-- Start Recorded data --

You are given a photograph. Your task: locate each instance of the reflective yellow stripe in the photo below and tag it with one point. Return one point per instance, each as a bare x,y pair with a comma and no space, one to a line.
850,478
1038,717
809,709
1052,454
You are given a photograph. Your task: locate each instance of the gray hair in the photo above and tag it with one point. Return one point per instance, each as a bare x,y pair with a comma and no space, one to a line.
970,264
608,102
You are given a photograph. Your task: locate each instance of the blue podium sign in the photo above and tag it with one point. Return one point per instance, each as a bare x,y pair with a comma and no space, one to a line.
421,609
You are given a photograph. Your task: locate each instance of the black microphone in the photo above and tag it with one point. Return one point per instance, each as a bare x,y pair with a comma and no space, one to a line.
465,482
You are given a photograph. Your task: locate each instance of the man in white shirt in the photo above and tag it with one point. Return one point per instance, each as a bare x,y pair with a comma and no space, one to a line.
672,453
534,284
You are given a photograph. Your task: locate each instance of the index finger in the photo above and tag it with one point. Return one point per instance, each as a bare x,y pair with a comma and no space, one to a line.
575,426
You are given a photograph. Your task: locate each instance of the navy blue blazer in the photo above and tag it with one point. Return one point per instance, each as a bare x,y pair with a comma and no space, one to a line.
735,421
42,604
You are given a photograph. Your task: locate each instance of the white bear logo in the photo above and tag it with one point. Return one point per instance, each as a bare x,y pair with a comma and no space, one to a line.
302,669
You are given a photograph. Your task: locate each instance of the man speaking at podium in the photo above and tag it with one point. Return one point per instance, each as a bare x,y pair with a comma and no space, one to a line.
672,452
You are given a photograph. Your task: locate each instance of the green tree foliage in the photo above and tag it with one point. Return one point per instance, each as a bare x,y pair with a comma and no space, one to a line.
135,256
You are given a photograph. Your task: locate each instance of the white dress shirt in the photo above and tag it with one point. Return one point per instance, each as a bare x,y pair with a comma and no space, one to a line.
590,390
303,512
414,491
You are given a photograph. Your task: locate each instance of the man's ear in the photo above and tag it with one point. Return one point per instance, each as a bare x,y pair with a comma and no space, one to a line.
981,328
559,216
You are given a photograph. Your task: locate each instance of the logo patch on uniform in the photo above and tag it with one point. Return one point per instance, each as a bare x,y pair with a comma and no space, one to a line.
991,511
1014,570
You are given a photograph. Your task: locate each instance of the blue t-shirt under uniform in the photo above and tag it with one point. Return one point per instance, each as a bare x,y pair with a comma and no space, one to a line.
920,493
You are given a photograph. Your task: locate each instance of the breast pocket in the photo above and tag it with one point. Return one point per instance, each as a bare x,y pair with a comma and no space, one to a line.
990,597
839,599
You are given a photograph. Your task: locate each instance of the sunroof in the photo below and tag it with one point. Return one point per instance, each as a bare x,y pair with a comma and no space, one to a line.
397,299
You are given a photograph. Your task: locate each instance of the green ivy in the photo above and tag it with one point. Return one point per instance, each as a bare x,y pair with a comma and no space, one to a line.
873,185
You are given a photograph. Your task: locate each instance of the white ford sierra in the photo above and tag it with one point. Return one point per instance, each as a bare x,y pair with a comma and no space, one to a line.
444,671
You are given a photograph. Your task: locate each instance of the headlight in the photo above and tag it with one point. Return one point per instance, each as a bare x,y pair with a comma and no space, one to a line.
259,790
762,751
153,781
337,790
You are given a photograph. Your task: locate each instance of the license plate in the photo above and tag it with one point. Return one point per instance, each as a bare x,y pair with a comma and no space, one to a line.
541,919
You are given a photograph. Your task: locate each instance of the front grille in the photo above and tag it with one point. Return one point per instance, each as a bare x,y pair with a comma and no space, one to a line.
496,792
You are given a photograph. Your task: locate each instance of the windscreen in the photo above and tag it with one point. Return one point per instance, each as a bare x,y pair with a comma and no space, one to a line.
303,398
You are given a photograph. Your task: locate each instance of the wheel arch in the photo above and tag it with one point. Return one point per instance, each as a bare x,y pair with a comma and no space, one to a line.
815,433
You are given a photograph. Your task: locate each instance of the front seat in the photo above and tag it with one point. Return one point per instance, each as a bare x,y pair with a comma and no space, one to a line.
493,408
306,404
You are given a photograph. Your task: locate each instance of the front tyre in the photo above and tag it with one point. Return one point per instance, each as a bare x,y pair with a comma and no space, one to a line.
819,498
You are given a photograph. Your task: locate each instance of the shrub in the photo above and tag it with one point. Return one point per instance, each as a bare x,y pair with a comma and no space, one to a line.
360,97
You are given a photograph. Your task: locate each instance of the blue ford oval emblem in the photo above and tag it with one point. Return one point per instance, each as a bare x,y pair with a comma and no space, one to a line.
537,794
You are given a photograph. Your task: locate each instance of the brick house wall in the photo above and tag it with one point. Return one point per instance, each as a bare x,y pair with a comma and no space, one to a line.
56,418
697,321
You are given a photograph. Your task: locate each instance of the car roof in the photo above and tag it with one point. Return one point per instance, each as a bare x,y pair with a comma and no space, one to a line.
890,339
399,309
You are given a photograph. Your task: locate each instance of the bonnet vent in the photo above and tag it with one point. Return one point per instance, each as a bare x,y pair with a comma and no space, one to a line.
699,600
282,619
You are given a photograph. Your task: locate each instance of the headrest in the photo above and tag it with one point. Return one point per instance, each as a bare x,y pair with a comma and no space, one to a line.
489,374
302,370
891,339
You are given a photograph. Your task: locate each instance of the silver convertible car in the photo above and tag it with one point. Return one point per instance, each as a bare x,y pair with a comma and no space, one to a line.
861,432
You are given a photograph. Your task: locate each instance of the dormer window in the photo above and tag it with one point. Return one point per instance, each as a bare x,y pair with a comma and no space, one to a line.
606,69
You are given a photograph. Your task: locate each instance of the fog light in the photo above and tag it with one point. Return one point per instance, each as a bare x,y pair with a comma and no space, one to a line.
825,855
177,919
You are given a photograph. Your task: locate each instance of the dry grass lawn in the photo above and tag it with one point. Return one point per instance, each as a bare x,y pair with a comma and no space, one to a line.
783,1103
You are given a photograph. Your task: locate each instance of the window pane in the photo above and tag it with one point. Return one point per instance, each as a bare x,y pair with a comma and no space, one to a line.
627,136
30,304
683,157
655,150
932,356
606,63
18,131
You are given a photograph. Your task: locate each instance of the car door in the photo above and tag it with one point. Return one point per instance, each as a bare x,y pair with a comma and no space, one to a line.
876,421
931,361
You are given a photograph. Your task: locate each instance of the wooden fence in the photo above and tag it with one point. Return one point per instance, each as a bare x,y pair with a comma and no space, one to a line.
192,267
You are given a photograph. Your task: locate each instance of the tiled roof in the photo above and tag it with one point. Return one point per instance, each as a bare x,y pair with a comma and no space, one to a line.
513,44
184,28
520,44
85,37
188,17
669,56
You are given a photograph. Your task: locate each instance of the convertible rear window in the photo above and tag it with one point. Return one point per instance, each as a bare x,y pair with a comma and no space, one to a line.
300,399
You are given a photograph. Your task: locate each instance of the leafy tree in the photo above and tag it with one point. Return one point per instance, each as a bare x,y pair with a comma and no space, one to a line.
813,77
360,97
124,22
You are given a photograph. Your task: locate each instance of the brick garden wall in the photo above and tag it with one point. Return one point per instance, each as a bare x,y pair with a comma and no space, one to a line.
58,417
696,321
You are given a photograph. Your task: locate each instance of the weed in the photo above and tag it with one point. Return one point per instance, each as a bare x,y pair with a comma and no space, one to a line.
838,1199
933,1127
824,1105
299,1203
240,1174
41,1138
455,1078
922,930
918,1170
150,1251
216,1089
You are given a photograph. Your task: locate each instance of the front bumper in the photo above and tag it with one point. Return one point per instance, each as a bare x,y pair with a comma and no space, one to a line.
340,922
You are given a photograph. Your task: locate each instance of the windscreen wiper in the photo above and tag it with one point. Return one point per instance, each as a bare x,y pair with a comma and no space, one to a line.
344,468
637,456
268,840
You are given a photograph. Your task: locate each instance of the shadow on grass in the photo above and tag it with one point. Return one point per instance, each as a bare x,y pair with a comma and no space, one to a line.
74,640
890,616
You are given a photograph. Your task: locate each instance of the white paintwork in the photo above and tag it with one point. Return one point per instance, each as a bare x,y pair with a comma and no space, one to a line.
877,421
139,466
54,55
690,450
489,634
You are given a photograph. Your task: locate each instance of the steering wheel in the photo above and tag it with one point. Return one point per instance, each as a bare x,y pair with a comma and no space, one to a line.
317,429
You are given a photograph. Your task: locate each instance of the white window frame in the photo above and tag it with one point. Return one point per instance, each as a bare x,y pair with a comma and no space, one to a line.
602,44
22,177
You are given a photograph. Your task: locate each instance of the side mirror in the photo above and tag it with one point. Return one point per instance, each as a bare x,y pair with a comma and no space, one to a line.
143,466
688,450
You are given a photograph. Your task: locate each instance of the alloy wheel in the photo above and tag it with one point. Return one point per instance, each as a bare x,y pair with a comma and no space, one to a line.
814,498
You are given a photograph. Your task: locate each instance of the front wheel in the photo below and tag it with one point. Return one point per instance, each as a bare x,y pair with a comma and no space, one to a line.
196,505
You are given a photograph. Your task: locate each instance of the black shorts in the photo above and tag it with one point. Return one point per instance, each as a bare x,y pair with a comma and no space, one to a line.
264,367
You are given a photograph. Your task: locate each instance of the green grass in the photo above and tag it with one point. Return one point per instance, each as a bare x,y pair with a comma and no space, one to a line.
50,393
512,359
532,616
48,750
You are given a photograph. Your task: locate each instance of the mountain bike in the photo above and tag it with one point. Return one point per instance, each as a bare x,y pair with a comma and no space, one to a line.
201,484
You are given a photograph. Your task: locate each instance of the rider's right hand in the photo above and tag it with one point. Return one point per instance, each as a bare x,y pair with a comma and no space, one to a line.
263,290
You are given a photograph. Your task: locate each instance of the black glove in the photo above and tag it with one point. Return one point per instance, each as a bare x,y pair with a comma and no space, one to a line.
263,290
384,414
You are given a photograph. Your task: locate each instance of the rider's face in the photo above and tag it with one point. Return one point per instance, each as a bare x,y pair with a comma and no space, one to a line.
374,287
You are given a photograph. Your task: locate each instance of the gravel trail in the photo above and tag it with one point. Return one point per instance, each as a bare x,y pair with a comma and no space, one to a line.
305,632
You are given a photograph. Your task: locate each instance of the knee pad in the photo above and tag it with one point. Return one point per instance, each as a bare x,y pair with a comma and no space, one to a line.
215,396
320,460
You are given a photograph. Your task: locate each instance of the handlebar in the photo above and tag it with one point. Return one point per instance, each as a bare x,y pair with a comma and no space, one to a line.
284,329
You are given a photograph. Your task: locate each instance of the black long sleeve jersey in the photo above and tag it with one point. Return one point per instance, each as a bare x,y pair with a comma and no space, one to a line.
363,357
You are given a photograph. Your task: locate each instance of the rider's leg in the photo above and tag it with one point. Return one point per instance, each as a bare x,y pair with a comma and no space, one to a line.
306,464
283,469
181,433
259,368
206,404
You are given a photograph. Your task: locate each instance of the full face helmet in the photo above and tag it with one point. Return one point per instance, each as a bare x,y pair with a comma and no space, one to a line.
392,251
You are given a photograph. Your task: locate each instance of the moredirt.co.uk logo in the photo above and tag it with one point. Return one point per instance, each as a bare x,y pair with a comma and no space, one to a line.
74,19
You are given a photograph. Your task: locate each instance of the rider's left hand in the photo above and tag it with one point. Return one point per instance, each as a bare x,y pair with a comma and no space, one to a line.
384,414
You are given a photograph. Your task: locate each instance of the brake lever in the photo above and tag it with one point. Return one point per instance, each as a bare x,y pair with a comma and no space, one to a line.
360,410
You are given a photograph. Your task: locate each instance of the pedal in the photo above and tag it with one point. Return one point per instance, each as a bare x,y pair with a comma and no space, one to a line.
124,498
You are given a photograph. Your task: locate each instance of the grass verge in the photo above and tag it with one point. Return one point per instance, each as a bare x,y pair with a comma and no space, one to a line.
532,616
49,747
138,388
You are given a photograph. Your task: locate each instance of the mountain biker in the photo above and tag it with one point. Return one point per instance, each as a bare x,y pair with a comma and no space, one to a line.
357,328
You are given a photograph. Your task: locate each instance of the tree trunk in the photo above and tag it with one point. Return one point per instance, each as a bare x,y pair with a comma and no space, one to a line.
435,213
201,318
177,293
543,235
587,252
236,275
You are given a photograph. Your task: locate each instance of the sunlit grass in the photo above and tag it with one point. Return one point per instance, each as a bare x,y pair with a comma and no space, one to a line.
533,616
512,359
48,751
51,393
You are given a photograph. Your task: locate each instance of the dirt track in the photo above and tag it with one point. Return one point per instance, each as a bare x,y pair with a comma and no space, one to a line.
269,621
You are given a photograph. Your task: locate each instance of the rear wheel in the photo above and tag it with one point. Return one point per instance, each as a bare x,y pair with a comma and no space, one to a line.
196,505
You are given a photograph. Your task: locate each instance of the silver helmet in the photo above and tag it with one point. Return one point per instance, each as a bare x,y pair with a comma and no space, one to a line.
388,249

-- End Recorded data --

● Task statement
Convert everything from the line containing "of the dirt" down to the end of the records into a two-column CSV with the header instruction,answer. Give one row per instruction and its answer, with each value in a single quoted field and any line breaks replaced by spaces.

● Worked solution
instruction,answer
"You are given a photograph. Your task: locate each instance of the dirt track in the photo above and tag it with one point. Return one point per instance, each as a bare x,y pair with a comma and no space, one to a line.","269,621"
"You are given a photograph. Your task: locate each instance of the rear wheel in the photo above and tag it with one point. Return one point per instance, each as a bare x,y pair with a comma and no space, one to a line.","196,505"
"You are given a photograph. Your task: locate each instance of the silver helmet in the photo above and tag it with one point. Return one point per instance, each as a bare x,y pair with a comma and no space, one to a line.","388,249"